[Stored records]
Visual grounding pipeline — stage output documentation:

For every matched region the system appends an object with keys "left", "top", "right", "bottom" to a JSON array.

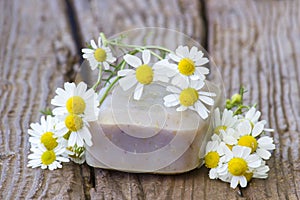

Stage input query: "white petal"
[
  {"left": 256, "top": 148, "right": 271, "bottom": 160},
  {"left": 103, "top": 62, "right": 110, "bottom": 70},
  {"left": 258, "top": 136, "right": 275, "bottom": 150},
  {"left": 68, "top": 132, "right": 77, "bottom": 147},
  {"left": 214, "top": 108, "right": 221, "bottom": 127},
  {"left": 237, "top": 121, "right": 252, "bottom": 135},
  {"left": 199, "top": 95, "right": 214, "bottom": 106},
  {"left": 230, "top": 176, "right": 239, "bottom": 189},
  {"left": 247, "top": 154, "right": 261, "bottom": 168},
  {"left": 168, "top": 53, "right": 181, "bottom": 62},
  {"left": 90, "top": 40, "right": 97, "bottom": 49},
  {"left": 176, "top": 105, "right": 187, "bottom": 111},
  {"left": 118, "top": 75, "right": 137, "bottom": 91},
  {"left": 195, "top": 58, "right": 209, "bottom": 66},
  {"left": 163, "top": 94, "right": 180, "bottom": 107},
  {"left": 142, "top": 50, "right": 151, "bottom": 64},
  {"left": 124, "top": 54, "right": 142, "bottom": 68},
  {"left": 176, "top": 46, "right": 189, "bottom": 58},
  {"left": 134, "top": 83, "right": 144, "bottom": 100},
  {"left": 252, "top": 122, "right": 264, "bottom": 137},
  {"left": 239, "top": 176, "right": 247, "bottom": 188},
  {"left": 194, "top": 101, "right": 209, "bottom": 119},
  {"left": 209, "top": 168, "right": 218, "bottom": 179},
  {"left": 117, "top": 69, "right": 135, "bottom": 77},
  {"left": 171, "top": 75, "right": 189, "bottom": 89},
  {"left": 82, "top": 48, "right": 94, "bottom": 53},
  {"left": 166, "top": 86, "right": 181, "bottom": 93},
  {"left": 246, "top": 107, "right": 256, "bottom": 120}
]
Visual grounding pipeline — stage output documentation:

Problem -> Give the entries again without a single change, but with no pictures.

Task solution ->
Visual grounding pipeline — stage output documentation:

For every matched region the system appends an object with keys "left", "top", "right", "bottom" to a JSON array.


Stage input query: "white petal"
[
  {"left": 256, "top": 148, "right": 271, "bottom": 160},
  {"left": 103, "top": 62, "right": 110, "bottom": 70},
  {"left": 258, "top": 136, "right": 275, "bottom": 150},
  {"left": 68, "top": 132, "right": 77, "bottom": 147},
  {"left": 214, "top": 108, "right": 221, "bottom": 127},
  {"left": 237, "top": 121, "right": 252, "bottom": 135},
  {"left": 199, "top": 95, "right": 214, "bottom": 106},
  {"left": 230, "top": 176, "right": 239, "bottom": 189},
  {"left": 247, "top": 154, "right": 261, "bottom": 168},
  {"left": 168, "top": 53, "right": 181, "bottom": 62},
  {"left": 90, "top": 40, "right": 97, "bottom": 49},
  {"left": 176, "top": 105, "right": 187, "bottom": 111},
  {"left": 118, "top": 75, "right": 137, "bottom": 91},
  {"left": 195, "top": 58, "right": 209, "bottom": 66},
  {"left": 163, "top": 94, "right": 180, "bottom": 107},
  {"left": 142, "top": 50, "right": 151, "bottom": 64},
  {"left": 124, "top": 54, "right": 142, "bottom": 68},
  {"left": 176, "top": 46, "right": 189, "bottom": 58},
  {"left": 134, "top": 83, "right": 144, "bottom": 100},
  {"left": 252, "top": 122, "right": 264, "bottom": 137},
  {"left": 239, "top": 176, "right": 247, "bottom": 188},
  {"left": 194, "top": 101, "right": 209, "bottom": 119},
  {"left": 209, "top": 168, "right": 218, "bottom": 179},
  {"left": 117, "top": 69, "right": 135, "bottom": 77},
  {"left": 171, "top": 75, "right": 189, "bottom": 89},
  {"left": 82, "top": 48, "right": 94, "bottom": 53},
  {"left": 166, "top": 86, "right": 181, "bottom": 93},
  {"left": 246, "top": 107, "right": 256, "bottom": 120}
]
Visual grounding pipeline — stage output documentation:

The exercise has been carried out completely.